**EXTRACTED DATA**:
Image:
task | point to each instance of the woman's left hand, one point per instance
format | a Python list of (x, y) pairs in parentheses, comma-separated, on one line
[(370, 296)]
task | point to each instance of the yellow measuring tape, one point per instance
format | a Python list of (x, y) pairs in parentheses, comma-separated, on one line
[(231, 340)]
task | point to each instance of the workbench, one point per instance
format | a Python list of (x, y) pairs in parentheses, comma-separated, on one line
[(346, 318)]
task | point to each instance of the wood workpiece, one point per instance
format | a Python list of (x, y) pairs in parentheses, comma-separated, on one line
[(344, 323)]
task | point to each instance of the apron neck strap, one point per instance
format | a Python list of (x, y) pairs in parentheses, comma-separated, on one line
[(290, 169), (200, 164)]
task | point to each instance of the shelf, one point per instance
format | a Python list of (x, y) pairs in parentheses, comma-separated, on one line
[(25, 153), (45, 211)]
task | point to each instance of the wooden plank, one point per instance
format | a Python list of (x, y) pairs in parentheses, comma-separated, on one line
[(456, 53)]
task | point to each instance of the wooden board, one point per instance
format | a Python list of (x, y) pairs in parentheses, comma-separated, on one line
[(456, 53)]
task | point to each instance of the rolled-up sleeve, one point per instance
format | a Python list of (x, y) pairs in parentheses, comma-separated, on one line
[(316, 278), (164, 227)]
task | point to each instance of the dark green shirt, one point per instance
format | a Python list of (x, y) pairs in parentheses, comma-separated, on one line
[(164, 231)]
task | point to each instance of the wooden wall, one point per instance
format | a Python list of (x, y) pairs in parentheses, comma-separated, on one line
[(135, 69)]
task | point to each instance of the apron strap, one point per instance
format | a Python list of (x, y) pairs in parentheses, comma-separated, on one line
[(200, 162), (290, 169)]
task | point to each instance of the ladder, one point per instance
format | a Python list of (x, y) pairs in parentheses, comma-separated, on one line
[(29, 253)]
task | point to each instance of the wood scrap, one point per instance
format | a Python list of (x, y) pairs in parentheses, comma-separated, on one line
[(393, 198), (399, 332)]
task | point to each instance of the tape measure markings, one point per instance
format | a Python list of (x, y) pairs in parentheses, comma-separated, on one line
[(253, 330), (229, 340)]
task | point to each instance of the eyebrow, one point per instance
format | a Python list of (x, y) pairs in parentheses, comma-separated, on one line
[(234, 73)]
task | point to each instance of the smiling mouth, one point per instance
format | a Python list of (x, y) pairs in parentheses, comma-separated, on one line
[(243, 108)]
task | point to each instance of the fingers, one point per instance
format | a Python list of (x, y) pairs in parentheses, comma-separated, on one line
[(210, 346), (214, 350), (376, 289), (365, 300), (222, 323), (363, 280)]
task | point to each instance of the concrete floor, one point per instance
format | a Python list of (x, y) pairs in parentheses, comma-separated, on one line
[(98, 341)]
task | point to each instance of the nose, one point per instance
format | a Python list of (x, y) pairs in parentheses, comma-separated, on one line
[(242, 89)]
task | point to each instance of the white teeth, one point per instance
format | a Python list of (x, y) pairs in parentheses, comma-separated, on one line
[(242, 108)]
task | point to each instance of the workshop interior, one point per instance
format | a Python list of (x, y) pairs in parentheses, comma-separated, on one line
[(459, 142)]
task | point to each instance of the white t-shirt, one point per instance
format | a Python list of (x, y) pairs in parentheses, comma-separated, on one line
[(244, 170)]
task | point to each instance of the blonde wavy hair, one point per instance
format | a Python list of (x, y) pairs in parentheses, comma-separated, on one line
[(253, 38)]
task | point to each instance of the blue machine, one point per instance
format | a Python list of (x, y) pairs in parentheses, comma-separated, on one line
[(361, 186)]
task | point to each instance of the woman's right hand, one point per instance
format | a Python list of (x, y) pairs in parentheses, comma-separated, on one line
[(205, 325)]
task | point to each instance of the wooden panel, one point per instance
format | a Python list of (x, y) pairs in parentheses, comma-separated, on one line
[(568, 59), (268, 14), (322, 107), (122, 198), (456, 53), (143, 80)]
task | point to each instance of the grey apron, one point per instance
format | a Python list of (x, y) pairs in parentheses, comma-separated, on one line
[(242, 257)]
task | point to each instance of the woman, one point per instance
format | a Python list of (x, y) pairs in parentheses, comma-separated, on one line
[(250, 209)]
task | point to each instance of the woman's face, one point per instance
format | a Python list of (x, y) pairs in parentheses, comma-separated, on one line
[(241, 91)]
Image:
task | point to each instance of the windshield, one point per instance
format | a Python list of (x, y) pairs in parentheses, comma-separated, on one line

**AIM OF THE TASK**: Set out the lines as a numbered list, starting at the line that contains "task | point to each instance of the woman's face, one" and ending at the final line of the items. Leave out any blank lines.

**TASK ANSWER**:
1. task | point to each instance of the woman's face, one point per instance
2. format | a Python list of (x, y) pairs in parentheses, comma-separated, on one line
3. [(241, 91)]
4. Image:
5. task | point to each instance of the windshield, one point per instance
6. format | a Python list of (x, y) pairs in parentheses, comma-separated, on one line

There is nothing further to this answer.